**Task requirements**
**1)** From the text on child custody during divorce, return the part starting with "Work with your" and going on through "not reflect well.".
**2)** In the text on child custody during divorce, what do parents discuss when they meet with the counselor separately? List each one.
** start of Selected extract **
Locate a trained mediator to host a discussion on child custody during divorce. The yellow pages have an entire section on mediators for family law matters. Contact them and schedule a meeting with the other parent. In preparation for the meeting, make a list of what you want, what you are willing o compromise on and what is the bare minimum you will accept. Both parties provide this information to the mediator in advance of the meeting. They are then able to help negotiate an agreement that will best accommodate both partners. Keep in mind this is not the forum to attack the other parent. The purpose of these discussions is to do what is in the best interest of the child. The vast majority of the time, shared access is in the best interest of the child.

2. Through the Lawyers

Work with your divorce lawyer on the terms of child custody during the divorce process. Keep in mind that lawyers are paid by the hour. Focus on the issue at hand and do not get distracted with your thoughts and feelings. Negotiate an arrangement and then follow through. Discussions and agreements made through lawyers can be provided to the judge as part of the divorce court proceedings. Failure to keep your promises does not reflect well.

3. With a Counselor

Most family courts offer a family law adviser or counselor. This person provides support and guidance on the law and conflict management. A session with them clarifies the issues and allows an arrangement to finalize. Parents meet with the counselor separately to discuss the issues, concerns and aims going forward. Once the main points are identified, the two parties come together with the counselor to work on the agreement.
** end of Selected extract **
** start of Stored records **
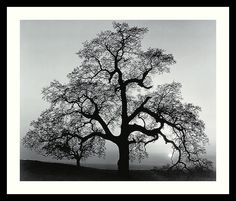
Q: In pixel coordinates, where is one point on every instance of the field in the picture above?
(44, 171)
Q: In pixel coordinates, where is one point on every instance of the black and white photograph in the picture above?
(118, 100)
(131, 102)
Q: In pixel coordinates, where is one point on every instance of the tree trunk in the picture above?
(123, 162)
(78, 162)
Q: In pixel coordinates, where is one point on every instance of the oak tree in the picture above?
(101, 101)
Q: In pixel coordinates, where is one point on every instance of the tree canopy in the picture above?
(99, 103)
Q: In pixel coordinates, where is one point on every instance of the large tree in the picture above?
(102, 99)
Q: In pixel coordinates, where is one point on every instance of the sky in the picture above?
(48, 51)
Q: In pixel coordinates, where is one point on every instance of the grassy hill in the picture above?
(43, 171)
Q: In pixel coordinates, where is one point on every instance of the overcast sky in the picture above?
(48, 52)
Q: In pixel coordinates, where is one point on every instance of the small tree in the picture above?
(52, 135)
(101, 92)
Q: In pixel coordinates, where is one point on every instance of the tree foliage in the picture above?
(97, 104)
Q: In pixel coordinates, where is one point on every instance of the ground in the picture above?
(42, 171)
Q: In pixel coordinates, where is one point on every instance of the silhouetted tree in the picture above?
(101, 100)
(52, 135)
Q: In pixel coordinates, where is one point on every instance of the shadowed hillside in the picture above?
(42, 171)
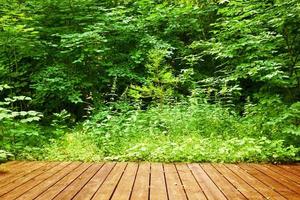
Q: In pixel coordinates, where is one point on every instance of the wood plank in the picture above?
(22, 171)
(124, 188)
(108, 187)
(291, 168)
(173, 182)
(209, 188)
(142, 183)
(94, 184)
(289, 184)
(237, 182)
(40, 188)
(191, 187)
(23, 179)
(278, 187)
(158, 190)
(72, 189)
(11, 164)
(283, 172)
(224, 185)
(63, 183)
(265, 190)
(20, 189)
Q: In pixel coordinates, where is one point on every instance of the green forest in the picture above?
(150, 80)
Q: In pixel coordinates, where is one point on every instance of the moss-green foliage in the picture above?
(191, 132)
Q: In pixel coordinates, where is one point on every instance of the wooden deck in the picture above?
(117, 181)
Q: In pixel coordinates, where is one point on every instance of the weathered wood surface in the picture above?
(155, 181)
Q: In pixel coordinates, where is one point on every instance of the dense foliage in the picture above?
(159, 80)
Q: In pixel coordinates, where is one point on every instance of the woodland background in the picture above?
(154, 80)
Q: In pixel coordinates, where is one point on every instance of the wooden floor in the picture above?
(75, 180)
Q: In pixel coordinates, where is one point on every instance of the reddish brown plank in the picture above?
(285, 173)
(107, 188)
(291, 169)
(289, 184)
(278, 187)
(142, 183)
(40, 188)
(22, 170)
(72, 189)
(224, 185)
(125, 185)
(20, 188)
(92, 186)
(63, 183)
(191, 187)
(238, 183)
(174, 185)
(158, 190)
(23, 179)
(209, 188)
(265, 190)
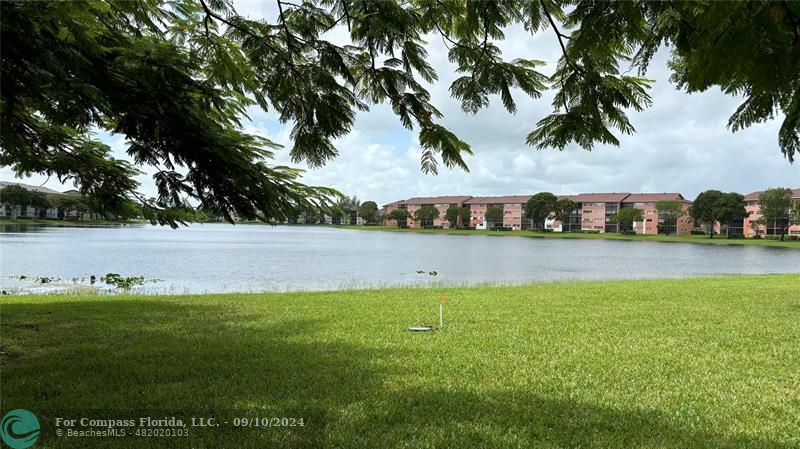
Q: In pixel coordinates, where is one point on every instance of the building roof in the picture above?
(653, 197)
(754, 196)
(507, 199)
(613, 197)
(435, 200)
(45, 190)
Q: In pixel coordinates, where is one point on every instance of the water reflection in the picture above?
(225, 258)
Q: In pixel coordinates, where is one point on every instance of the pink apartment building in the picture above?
(752, 206)
(652, 221)
(593, 212)
(513, 209)
(442, 203)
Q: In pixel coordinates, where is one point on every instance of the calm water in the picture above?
(225, 258)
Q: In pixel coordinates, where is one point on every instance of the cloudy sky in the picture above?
(681, 145)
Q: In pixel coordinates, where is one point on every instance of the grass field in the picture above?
(677, 364)
(719, 240)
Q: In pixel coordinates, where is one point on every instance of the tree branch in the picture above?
(559, 35)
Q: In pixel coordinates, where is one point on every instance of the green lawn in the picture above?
(677, 364)
(719, 240)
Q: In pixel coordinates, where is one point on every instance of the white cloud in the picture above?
(682, 143)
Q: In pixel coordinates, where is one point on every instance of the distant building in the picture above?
(513, 210)
(750, 229)
(441, 203)
(16, 211)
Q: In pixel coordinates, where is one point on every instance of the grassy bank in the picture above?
(697, 363)
(703, 239)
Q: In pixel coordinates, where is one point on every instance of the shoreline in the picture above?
(609, 364)
(695, 239)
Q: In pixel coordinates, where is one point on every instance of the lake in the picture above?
(248, 258)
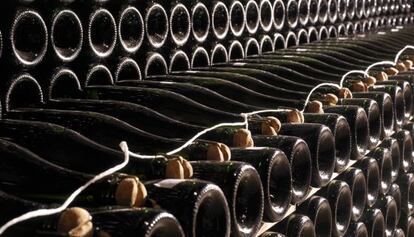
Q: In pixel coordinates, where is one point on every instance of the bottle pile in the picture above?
(80, 77)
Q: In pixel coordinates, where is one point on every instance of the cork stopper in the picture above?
(243, 138)
(331, 99)
(315, 107)
(178, 168)
(370, 80)
(275, 123)
(267, 129)
(408, 64)
(225, 150)
(400, 66)
(345, 93)
(76, 222)
(295, 116)
(359, 87)
(130, 192)
(214, 153)
(382, 76)
(392, 71)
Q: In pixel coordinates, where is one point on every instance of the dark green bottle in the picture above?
(26, 175)
(200, 206)
(274, 170)
(357, 229)
(319, 211)
(355, 179)
(358, 123)
(374, 221)
(388, 207)
(373, 178)
(384, 160)
(296, 225)
(298, 154)
(339, 197)
(146, 222)
(373, 112)
(392, 145)
(342, 133)
(138, 116)
(180, 107)
(405, 144)
(70, 150)
(321, 143)
(242, 187)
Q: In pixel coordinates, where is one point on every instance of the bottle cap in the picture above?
(295, 116)
(370, 80)
(214, 152)
(401, 67)
(243, 138)
(344, 93)
(267, 129)
(315, 107)
(225, 150)
(130, 192)
(76, 222)
(392, 71)
(359, 87)
(331, 99)
(382, 76)
(275, 123)
(408, 64)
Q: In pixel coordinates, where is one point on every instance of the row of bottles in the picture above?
(231, 178)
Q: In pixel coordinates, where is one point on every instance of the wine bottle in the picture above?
(296, 225)
(146, 222)
(249, 82)
(405, 144)
(388, 207)
(383, 157)
(392, 145)
(355, 178)
(395, 192)
(398, 233)
(272, 234)
(398, 100)
(28, 176)
(233, 91)
(357, 229)
(407, 225)
(71, 150)
(71, 222)
(358, 122)
(197, 93)
(28, 33)
(406, 184)
(274, 170)
(66, 32)
(318, 210)
(199, 206)
(298, 154)
(242, 187)
(385, 102)
(339, 196)
(407, 92)
(322, 146)
(136, 115)
(146, 97)
(374, 221)
(373, 112)
(111, 131)
(341, 131)
(372, 175)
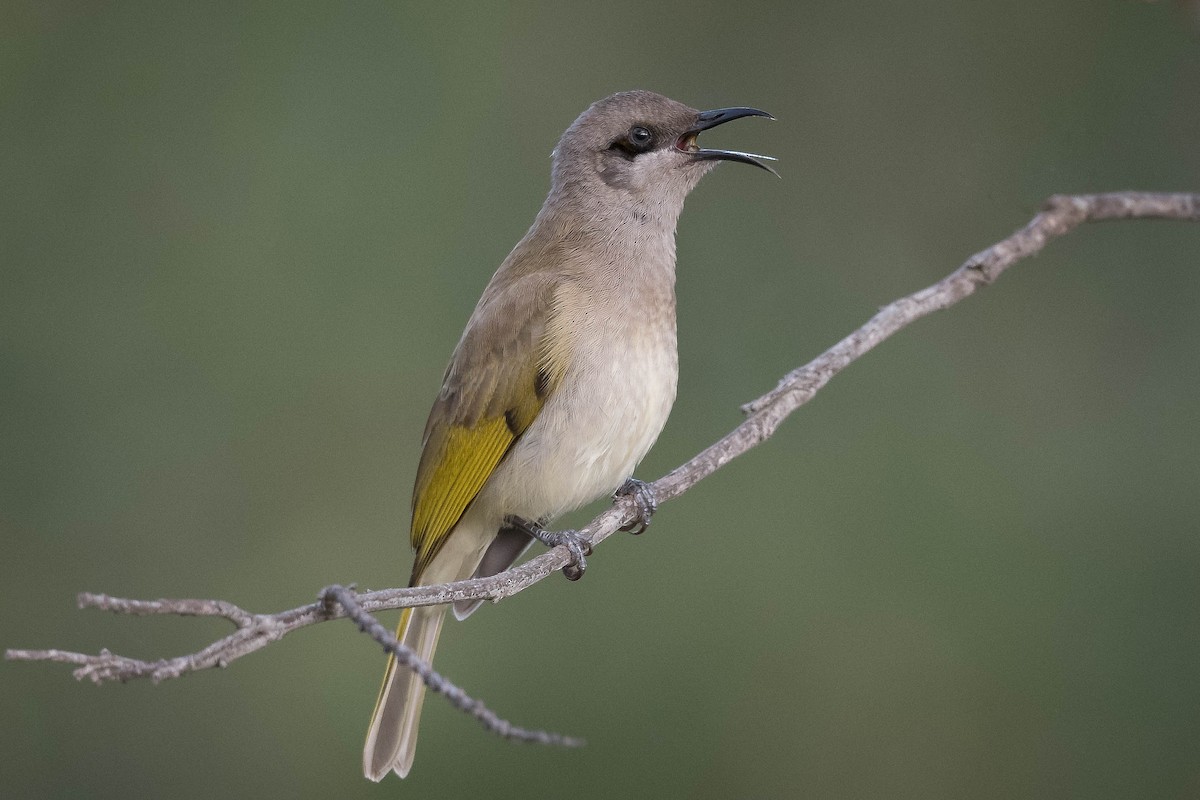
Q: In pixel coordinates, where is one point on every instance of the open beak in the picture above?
(705, 120)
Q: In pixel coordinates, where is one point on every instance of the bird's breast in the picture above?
(601, 420)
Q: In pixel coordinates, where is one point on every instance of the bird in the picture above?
(564, 374)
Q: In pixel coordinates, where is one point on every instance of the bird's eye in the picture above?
(640, 137)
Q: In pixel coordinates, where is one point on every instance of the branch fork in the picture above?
(1059, 216)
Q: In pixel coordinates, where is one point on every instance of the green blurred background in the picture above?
(239, 242)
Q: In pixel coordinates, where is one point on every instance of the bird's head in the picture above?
(641, 146)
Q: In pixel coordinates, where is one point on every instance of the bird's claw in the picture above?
(575, 543)
(643, 500)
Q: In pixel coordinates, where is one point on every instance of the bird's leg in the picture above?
(645, 500)
(571, 540)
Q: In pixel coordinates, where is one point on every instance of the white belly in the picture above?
(593, 429)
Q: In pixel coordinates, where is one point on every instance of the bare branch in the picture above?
(1059, 216)
(435, 681)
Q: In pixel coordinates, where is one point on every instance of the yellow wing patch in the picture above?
(467, 459)
(474, 425)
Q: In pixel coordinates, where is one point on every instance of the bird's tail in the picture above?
(391, 738)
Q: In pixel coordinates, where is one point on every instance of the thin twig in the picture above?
(1059, 216)
(433, 680)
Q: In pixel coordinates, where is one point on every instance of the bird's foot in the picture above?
(643, 499)
(579, 547)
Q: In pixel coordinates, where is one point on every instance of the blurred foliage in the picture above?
(240, 240)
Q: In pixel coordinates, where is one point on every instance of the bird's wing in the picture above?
(499, 377)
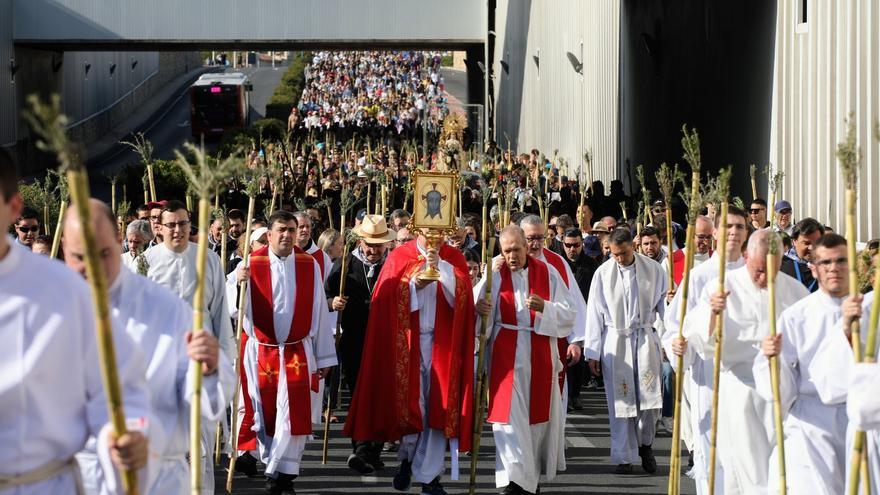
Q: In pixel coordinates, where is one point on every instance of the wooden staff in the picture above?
(343, 271)
(723, 181)
(690, 143)
(666, 178)
(752, 170)
(204, 180)
(479, 390)
(63, 190)
(49, 123)
(849, 157)
(242, 298)
(772, 261)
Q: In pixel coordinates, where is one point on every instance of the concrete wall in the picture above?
(826, 68)
(542, 101)
(706, 63)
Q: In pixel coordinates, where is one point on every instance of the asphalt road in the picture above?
(589, 469)
(172, 128)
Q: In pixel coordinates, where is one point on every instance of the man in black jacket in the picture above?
(362, 272)
(805, 233)
(583, 267)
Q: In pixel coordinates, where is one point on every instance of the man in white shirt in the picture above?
(172, 265)
(164, 338)
(626, 297)
(51, 393)
(744, 458)
(815, 431)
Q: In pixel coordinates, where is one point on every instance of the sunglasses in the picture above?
(827, 263)
(171, 225)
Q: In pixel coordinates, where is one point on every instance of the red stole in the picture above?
(504, 351)
(557, 262)
(319, 257)
(385, 404)
(268, 358)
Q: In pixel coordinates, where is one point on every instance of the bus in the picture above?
(219, 102)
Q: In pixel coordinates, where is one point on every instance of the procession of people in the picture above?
(328, 301)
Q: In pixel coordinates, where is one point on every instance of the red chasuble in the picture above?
(385, 405)
(558, 263)
(504, 351)
(296, 370)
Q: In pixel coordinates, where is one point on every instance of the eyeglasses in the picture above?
(180, 225)
(827, 263)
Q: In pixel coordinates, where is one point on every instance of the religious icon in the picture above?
(434, 204)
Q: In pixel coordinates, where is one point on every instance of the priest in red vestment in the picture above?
(416, 379)
(287, 341)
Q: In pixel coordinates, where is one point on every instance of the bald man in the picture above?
(164, 338)
(52, 397)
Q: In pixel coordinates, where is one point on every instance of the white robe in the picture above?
(160, 335)
(51, 393)
(283, 452)
(744, 457)
(699, 379)
(318, 397)
(523, 451)
(177, 272)
(815, 432)
(427, 450)
(642, 289)
(838, 378)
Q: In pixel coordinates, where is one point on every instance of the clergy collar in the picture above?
(12, 258)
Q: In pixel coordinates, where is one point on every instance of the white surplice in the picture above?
(161, 336)
(815, 432)
(51, 394)
(744, 457)
(699, 379)
(624, 302)
(427, 450)
(838, 378)
(524, 451)
(177, 272)
(318, 397)
(283, 452)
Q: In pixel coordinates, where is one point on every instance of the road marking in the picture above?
(578, 439)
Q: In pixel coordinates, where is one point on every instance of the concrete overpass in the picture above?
(165, 25)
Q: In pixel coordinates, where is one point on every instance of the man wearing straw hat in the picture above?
(287, 340)
(363, 267)
(418, 391)
(744, 458)
(815, 431)
(52, 397)
(163, 337)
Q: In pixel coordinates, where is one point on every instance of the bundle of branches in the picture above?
(204, 180)
(50, 125)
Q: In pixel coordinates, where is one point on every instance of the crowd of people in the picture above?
(585, 296)
(346, 92)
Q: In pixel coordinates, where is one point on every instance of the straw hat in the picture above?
(600, 227)
(374, 230)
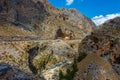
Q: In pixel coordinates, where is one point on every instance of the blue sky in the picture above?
(94, 9)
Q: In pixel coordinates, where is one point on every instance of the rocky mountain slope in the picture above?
(40, 42)
(47, 22)
(28, 28)
(105, 44)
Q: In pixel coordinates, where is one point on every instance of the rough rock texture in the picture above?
(44, 20)
(105, 42)
(42, 58)
(95, 68)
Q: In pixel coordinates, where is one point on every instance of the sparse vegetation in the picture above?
(71, 73)
(81, 56)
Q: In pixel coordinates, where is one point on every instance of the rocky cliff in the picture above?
(43, 20)
(105, 43)
(41, 42)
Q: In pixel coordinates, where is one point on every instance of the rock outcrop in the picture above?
(41, 18)
(105, 42)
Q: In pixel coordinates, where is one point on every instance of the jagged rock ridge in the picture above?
(44, 20)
** end of Stored records **
**Answers per task**
**1)**
Work with your divorce lawyer on the terms of child custody during the divorce process. Keep in mind that lawyers are paid by the hour. Focus on the issue at hand and do not get distracted with your thoughts and feelings. Negotiate an arrangement and then follow through. Discussions and agreements made through lawyers can be provided to the judge as part of the divorce court proceedings. Failure to keep your promises does not reflect well.

**2)**
- the issues
- concerns
- aims going forward